§ AIM:
Please rewrite the records below with "Grounding request" changed to "Detection request" everywhere it occurs, keeping everything else the same.

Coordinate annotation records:

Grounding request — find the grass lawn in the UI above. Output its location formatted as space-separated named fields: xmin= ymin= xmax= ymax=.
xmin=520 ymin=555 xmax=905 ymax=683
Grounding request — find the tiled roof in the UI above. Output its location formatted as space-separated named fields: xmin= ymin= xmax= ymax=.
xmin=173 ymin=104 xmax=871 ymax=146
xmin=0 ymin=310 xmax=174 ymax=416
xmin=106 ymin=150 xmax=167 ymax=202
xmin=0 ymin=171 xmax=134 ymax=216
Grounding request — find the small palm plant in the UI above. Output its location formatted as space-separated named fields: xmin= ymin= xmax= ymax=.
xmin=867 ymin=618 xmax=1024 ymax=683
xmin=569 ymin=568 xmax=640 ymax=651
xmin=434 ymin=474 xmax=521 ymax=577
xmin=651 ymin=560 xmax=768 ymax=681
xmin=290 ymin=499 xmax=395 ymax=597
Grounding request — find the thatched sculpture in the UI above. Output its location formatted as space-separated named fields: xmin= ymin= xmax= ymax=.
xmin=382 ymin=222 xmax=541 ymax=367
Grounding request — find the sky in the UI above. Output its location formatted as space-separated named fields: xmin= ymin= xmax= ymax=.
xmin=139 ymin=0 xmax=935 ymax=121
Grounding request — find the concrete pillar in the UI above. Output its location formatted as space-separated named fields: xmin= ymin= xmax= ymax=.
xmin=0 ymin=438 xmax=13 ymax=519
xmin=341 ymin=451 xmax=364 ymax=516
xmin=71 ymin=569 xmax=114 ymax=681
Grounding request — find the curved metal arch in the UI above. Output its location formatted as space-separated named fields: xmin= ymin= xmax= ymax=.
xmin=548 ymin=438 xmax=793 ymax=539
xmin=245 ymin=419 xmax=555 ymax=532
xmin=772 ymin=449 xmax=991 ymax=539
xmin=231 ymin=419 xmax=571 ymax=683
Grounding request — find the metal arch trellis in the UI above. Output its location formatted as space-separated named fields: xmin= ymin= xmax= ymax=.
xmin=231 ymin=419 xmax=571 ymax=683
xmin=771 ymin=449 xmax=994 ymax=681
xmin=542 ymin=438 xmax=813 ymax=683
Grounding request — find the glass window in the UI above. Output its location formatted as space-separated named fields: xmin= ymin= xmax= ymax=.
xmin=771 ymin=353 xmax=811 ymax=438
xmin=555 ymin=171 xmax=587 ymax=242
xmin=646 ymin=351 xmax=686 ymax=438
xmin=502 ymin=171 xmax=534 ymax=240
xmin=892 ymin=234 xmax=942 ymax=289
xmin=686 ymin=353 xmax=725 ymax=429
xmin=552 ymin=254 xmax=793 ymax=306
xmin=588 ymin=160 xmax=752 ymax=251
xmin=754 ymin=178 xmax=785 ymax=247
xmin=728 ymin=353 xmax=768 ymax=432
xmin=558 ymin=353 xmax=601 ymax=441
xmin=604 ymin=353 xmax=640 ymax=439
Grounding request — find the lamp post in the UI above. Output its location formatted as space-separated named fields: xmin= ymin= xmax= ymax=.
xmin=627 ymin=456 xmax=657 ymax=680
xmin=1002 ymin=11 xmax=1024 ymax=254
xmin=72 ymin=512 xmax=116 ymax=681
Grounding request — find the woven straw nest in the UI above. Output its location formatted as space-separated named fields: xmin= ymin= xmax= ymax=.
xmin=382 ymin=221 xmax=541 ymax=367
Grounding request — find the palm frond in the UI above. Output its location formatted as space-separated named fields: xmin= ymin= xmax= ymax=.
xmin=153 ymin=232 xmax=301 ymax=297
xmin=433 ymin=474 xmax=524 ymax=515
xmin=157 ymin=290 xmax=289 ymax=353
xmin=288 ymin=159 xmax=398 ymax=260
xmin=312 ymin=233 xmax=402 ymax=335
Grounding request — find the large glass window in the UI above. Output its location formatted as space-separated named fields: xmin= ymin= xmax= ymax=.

§ RESULT:
Detection request — find the grass lawn in the UI above. Output its location formatted as space-separated named fields: xmin= ymin= xmax= ymax=.
xmin=520 ymin=555 xmax=905 ymax=683
Detection request — find the tiled roof in the UI above. Output its location formatted as space-separated named fields: xmin= ymin= xmax= ymax=.
xmin=173 ymin=104 xmax=871 ymax=146
xmin=0 ymin=310 xmax=174 ymax=416
xmin=106 ymin=150 xmax=167 ymax=202
xmin=0 ymin=171 xmax=134 ymax=216
Detection request — find the small palm plant in the UI above. Output its location formatted as space-separated named fields: xmin= ymin= xmax= ymax=.
xmin=867 ymin=618 xmax=1024 ymax=683
xmin=569 ymin=568 xmax=640 ymax=651
xmin=434 ymin=474 xmax=521 ymax=577
xmin=651 ymin=560 xmax=768 ymax=681
xmin=290 ymin=499 xmax=395 ymax=597
Detection request — find the thatched sculpture in the UI above. Output its location formatted as space-separated named fields: xmin= ymin= xmax= ymax=.
xmin=382 ymin=222 xmax=541 ymax=367
Detection request — find the sky in the UI above. Output its location formatted as space-separated named fields: xmin= ymin= xmax= ymax=.
xmin=139 ymin=0 xmax=935 ymax=121
Detection request — find the concrete pillar in the UI above. Output its location formatted as space-separated named fields: xmin= ymin= xmax= ymax=.
xmin=0 ymin=438 xmax=13 ymax=519
xmin=341 ymin=451 xmax=364 ymax=516
xmin=71 ymin=569 xmax=114 ymax=681
Detection request — find the curved metal arch in the UI above. Output its location formatted as space-separated named fields: xmin= ymin= xmax= ymax=.
xmin=548 ymin=438 xmax=793 ymax=539
xmin=245 ymin=419 xmax=555 ymax=532
xmin=772 ymin=449 xmax=991 ymax=539
xmin=231 ymin=419 xmax=571 ymax=683
Detection request — find the metal arch trellis in the UI above. Output its location formatted as space-separated named fields: xmin= ymin= xmax= ymax=.
xmin=231 ymin=419 xmax=571 ymax=683
xmin=771 ymin=449 xmax=994 ymax=681
xmin=542 ymin=438 xmax=813 ymax=683
Detection request — find the glass window in the UI above. Output its location formatted as space-separated named fields: xmin= ymin= xmax= ymax=.
xmin=771 ymin=353 xmax=811 ymax=438
xmin=555 ymin=171 xmax=587 ymax=242
xmin=646 ymin=351 xmax=686 ymax=438
xmin=502 ymin=171 xmax=534 ymax=240
xmin=892 ymin=234 xmax=942 ymax=289
xmin=686 ymin=353 xmax=725 ymax=429
xmin=552 ymin=254 xmax=793 ymax=306
xmin=588 ymin=160 xmax=752 ymax=251
xmin=754 ymin=178 xmax=785 ymax=247
xmin=728 ymin=353 xmax=768 ymax=432
xmin=558 ymin=353 xmax=601 ymax=441
xmin=604 ymin=353 xmax=640 ymax=439
Detection request — find the lamp post in the UI above. Output its location formatted as space-separated named fields: xmin= ymin= xmax= ymax=.
xmin=627 ymin=456 xmax=657 ymax=680
xmin=1002 ymin=11 xmax=1024 ymax=254
xmin=72 ymin=512 xmax=116 ymax=681
Detection request — find the woven straw nest in the UI above. Output its location formatted as space-separated named fields: xmin= ymin= xmax= ymax=.
xmin=382 ymin=221 xmax=541 ymax=367
Detection request — find the palm frond in the UI above. Output its location formatted as space-separated named fields: xmin= ymin= xmax= ymax=.
xmin=153 ymin=232 xmax=301 ymax=297
xmin=433 ymin=474 xmax=524 ymax=515
xmin=157 ymin=290 xmax=289 ymax=353
xmin=288 ymin=159 xmax=398 ymax=260
xmin=312 ymin=233 xmax=402 ymax=335
Detection request — find the large glass window in the UI above. Output its location formatted as space-separated named fields: xmin= ymin= xmax= ymax=.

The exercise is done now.